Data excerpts

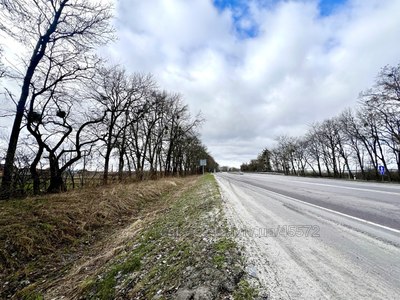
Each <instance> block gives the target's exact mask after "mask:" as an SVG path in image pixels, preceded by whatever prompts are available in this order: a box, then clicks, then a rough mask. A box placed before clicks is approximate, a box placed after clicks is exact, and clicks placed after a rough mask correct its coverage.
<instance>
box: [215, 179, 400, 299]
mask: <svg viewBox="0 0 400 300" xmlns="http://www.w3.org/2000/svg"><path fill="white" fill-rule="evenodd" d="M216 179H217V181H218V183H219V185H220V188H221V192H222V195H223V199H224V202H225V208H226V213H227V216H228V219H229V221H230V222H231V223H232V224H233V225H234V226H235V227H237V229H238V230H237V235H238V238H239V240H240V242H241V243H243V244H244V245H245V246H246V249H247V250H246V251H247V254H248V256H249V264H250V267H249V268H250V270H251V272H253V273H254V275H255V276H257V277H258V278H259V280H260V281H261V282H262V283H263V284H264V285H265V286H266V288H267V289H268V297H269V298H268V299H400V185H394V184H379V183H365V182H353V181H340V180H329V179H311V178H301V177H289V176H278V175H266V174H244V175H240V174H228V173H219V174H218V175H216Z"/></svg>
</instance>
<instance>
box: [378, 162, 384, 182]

● What is expected: Check each line of the data for the word "instance", then state only how many lines hold it.

● Answer below: 4